◆ Description of the task ◆
Write out the rows below exactly as they appear, from the line containing "the red transit" through the final line of the rows, both ends included.

** START **

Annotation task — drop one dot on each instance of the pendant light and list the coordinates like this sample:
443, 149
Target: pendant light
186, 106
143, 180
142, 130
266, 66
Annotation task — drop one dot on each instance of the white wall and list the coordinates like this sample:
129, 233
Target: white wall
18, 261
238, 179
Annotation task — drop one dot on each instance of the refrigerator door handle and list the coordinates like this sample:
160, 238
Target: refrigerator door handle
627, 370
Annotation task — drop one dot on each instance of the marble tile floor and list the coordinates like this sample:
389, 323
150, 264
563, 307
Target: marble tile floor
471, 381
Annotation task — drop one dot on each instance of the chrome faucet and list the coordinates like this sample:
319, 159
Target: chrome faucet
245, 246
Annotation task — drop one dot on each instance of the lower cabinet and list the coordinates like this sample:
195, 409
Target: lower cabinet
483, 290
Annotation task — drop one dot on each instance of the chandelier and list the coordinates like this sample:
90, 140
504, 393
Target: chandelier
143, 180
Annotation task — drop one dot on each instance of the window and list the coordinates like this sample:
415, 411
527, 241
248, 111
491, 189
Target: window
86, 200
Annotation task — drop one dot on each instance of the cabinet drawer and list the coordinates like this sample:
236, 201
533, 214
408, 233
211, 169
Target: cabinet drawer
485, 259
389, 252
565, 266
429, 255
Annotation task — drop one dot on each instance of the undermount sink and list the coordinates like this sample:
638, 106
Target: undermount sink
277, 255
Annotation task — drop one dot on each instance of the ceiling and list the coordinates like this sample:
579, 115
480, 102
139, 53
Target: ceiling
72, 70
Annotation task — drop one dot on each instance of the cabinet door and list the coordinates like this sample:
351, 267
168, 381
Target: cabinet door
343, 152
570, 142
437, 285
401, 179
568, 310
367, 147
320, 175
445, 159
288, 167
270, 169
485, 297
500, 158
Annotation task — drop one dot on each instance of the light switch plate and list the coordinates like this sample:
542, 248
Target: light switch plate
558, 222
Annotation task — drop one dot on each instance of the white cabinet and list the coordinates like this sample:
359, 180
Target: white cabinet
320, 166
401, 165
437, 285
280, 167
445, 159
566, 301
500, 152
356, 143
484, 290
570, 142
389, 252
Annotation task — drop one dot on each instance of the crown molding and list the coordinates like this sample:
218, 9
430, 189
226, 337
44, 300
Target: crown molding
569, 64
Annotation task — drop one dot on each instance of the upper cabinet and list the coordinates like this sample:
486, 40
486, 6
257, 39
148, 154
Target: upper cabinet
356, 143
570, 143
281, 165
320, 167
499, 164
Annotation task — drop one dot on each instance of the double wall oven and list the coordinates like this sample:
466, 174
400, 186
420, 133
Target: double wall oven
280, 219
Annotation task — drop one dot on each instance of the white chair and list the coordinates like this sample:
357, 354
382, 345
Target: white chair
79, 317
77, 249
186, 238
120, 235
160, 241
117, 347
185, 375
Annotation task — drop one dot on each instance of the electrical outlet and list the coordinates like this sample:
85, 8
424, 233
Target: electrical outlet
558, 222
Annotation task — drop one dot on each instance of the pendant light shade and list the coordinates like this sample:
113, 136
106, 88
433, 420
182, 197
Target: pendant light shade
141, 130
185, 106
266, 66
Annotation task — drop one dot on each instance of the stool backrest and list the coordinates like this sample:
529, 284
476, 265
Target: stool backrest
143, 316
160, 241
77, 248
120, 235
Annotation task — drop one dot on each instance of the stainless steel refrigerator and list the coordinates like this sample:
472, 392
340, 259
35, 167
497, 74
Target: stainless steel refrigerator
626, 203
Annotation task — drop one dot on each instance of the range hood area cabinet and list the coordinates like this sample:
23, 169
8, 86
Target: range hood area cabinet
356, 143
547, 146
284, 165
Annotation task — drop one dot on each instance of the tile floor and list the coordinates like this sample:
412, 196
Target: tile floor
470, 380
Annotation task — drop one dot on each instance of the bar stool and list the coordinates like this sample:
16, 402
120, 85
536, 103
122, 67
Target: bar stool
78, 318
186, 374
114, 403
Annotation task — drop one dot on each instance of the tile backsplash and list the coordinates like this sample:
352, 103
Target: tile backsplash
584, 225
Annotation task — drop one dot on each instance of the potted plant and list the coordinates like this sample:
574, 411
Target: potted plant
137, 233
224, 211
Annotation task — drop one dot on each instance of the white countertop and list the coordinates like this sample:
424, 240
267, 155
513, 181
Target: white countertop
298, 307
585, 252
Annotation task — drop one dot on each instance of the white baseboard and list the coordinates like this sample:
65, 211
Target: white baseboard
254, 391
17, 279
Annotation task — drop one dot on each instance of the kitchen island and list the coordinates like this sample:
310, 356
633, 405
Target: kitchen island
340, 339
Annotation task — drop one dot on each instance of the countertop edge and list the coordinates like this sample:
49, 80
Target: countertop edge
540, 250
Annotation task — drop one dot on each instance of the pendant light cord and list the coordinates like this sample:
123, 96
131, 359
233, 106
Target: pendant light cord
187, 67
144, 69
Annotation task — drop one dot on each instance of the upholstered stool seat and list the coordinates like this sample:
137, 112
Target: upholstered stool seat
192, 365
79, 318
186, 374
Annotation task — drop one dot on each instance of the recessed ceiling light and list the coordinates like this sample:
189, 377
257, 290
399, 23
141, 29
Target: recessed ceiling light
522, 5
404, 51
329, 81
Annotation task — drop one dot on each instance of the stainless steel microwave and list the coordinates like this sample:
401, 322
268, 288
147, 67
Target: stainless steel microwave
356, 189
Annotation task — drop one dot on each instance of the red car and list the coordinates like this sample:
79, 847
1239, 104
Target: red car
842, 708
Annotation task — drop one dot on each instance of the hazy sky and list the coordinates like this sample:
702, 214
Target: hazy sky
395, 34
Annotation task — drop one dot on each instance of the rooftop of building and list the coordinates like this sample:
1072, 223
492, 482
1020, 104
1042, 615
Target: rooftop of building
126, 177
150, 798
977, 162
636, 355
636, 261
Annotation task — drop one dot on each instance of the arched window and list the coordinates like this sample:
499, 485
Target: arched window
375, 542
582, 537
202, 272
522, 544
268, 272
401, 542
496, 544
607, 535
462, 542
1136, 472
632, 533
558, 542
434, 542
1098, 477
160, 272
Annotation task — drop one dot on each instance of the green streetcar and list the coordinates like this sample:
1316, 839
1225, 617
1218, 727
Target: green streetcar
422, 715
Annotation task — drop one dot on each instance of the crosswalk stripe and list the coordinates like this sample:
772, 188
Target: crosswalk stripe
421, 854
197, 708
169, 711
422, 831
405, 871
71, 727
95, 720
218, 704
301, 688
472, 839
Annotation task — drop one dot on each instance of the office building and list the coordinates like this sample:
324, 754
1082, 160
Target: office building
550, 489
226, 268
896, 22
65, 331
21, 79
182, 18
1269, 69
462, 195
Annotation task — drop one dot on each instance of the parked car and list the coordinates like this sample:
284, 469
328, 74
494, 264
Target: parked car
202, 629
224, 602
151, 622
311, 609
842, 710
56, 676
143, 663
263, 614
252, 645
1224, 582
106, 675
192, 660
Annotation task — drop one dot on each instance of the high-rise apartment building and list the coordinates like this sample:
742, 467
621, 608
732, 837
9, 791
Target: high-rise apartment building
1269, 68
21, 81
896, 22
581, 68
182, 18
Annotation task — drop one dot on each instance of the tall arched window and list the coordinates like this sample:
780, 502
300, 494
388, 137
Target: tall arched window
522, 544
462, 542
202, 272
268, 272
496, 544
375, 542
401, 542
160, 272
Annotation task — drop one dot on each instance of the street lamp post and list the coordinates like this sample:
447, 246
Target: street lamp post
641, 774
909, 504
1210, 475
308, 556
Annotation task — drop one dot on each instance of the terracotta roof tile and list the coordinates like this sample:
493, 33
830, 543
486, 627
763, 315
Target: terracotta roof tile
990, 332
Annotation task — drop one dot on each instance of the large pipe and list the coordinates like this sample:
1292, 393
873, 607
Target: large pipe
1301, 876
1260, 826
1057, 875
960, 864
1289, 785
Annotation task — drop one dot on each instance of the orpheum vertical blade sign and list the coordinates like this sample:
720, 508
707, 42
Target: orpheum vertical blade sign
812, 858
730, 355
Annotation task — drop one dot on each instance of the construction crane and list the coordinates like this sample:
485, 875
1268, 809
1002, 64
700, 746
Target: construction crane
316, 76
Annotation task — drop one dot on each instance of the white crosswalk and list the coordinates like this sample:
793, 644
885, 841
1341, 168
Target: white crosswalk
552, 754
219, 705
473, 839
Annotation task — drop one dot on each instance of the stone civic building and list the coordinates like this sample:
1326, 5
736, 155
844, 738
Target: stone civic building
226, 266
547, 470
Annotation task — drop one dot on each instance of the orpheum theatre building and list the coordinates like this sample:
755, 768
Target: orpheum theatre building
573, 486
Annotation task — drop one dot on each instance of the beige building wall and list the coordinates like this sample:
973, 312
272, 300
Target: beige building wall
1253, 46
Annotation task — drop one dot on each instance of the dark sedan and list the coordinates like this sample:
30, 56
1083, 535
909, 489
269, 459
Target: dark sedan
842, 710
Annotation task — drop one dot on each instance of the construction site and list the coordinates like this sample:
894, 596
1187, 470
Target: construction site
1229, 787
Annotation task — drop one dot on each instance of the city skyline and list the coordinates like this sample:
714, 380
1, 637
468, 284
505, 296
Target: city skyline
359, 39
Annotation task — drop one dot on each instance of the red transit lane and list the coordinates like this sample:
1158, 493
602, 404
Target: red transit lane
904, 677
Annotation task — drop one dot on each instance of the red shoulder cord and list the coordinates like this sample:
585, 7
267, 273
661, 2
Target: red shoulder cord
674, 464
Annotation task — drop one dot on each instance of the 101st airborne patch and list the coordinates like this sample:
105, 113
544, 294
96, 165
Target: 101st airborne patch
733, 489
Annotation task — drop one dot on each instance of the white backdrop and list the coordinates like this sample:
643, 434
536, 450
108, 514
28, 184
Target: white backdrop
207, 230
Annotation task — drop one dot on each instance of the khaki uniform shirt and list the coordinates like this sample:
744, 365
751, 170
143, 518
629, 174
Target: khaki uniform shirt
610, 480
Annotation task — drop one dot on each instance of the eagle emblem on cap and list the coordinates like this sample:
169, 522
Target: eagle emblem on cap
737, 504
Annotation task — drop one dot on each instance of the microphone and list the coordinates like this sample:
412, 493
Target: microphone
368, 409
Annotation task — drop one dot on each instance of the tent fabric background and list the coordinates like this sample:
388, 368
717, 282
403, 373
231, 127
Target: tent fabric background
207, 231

** END **

◆ Written response ◆
Annotation task — drop one dot on each instance of the red transit lane and list the coordinates like this sample:
1158, 493
602, 404
Target: red transit lane
904, 677
Annotation task — drop one dot on each instance of the red shoulder cord and list the coordinates like this sample:
585, 7
267, 273
661, 2
Target: red shoulder cord
674, 464
Annotation task — drop one dot on each instance of the 101st airborne patch and list the coordinates like this sample:
105, 113
544, 294
96, 165
Target: 101st airborne patch
733, 489
Annotation task — drop one dot on each instance of the white backdrop and list the coordinates like this sample:
643, 434
536, 450
108, 514
28, 184
Target: white backdrop
207, 230
Annotation task — drop one dot on each instance of the khaki uniform shirt and list the coordinates like this sample:
744, 365
751, 170
143, 518
629, 174
Target: khaki uniform shirt
610, 480
Annotation task — drop one dot on each instance of the eagle emblem on cap and list the coordinates like this sample:
169, 522
Target: eagle emblem on cap
737, 504
Annotation task — drop one dot on each instance of the microphone and list the coordinates like this sample:
412, 493
Target: microphone
368, 409
Annotation task — drop one dot on each instance of the tent fabric background and list the coordinates like this sample:
388, 368
717, 282
403, 373
231, 127
Target: tent fabric background
207, 231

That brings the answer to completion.